:: Text under study ::
━━━━━━━━━━━━━━━━━━━━━━━━━━━━━━

Getting those 65-foot-long Black Hawks, pilots to fly them and guards to protect them in Morocco was a special operation in itself. Arranging for the deployment of arms, equipment and actual U.S. troops to establish what would be, to outward appearance, a working U.S. military base in Morocco for 92 days of filming meant intense negotiations involving the State Department, the Pentagon and the Moroccan Foreign Ministry.
Two down-to-the-wire days before the crucial "insertion" scene was to be filmed, two C-5 transport planes landed near Rabat carrying eight choppers (four Black Hawks and four Little Birds), pilots from the 160th SOAR and more than 100 soldiers from Bravo Company of the 75th Ranger Regiment's 3rd Battalion -- the same company that had fought in Mogadishu.
The bill from the Pentagon: $2.2 million, a small bite of the film's total $90 million budget. The money the studio paid covered the use of the equipment, choppers, transportation, maintenance and repair, as well as the troops' lodging and meals. "They even paid their laundry costs," Ross says.
Van Arsdale and Matthews were on the set in Rabat and Sale, Morocco, every day from "rolling" to "it's a wrap," keeping a close eye on the stuntmen, extras and actors. Of particular importance was making sure the actors wore their uniforms and carried their weapons like real soldiers.
"There's always someone who will find a way to hold their weapon wrong or wear something incorrectly in the background," Van Arsdale says. Even during the film's Dec. 18 Los Angeles premiere, he spotted a detail that demanded correction.
"There's a scene where Eric Bana gets on the helicopter with his gun muzzle pointing up," he says, shaking his head. "That's wrong. You always get on the helicopter with the muzzle pointed down so that if it discharges, the bullet won't hit the rotor blade and make you crash. We always harped on that, but that was a second-unit shot and neither Tom nor I were there for that."
In the end, did the filmmakers hit the mark? "It's frank and brutal and about as realistic as you can get," Matthews says. "I think it's a tribute to the guys and gives people an incredible insight into what modern warfare is like."
Despite a few errors and cobbled character composites necessary to condense a 15-hour mission into a taut 2 1/2-hour movie, the soldiers speak highly of the level of realism.

━━━━━━━━━━━━━━━━━━━━━━━━━━━━━━

:: Information provided ::
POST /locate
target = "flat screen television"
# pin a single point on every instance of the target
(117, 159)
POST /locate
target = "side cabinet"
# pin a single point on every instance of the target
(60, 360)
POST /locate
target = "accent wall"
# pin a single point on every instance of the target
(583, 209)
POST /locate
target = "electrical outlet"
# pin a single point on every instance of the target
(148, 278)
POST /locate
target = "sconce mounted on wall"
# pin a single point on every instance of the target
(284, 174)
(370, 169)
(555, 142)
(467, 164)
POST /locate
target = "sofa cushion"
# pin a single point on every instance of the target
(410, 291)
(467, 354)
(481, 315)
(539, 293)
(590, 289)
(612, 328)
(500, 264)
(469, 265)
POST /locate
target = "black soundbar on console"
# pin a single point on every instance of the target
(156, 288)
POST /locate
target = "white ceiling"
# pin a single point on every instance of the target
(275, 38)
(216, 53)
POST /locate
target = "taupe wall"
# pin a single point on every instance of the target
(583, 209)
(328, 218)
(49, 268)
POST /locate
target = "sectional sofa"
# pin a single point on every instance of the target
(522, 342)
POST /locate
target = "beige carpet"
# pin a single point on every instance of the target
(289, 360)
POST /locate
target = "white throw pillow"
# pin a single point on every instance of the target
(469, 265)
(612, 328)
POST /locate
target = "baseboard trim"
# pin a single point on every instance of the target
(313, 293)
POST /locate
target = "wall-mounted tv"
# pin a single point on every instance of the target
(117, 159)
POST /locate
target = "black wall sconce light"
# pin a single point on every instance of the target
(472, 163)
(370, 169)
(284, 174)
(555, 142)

━━━━━━━━━━━━━━━━━━━━━━━━━━━━━━

:: What to do ::
Resume the article about the military film shot in Morocco, starting right after its last sentence.

:: Your response ::
"It's very authentic," says Eversmann, who flew to Casablanca, then was driven to Rabat, then out into the desert during the filming.
"The driver drops me off and I walk over a hill, and the first thing I see is a sea of Somalis attacking a grain distribution center and the hair on the back of my neck just stood up. That scene, the way they were dressed, the backdrop, it was unbelievably accurate," Eversmann says. "It was so surreal that I had to stop, sit down and take a breath. That has been my impression of the whole film."
Originally slated for a late spring release, the filmmakers moved up the Los Angeles and New York release dates to Dec. 28, in part for Oscar consideration. But they also felt the time was right in this post 9-11 patriotic climate.
"Black Hawk" is definitely not for folks with weak stomachs. Remember those first 20 hit-the-beach minutes of "Saving Private Ryan"? This may be gorier, with rockets lodged in bellies, torsos blown apart, hands and legs ripped off by grenades.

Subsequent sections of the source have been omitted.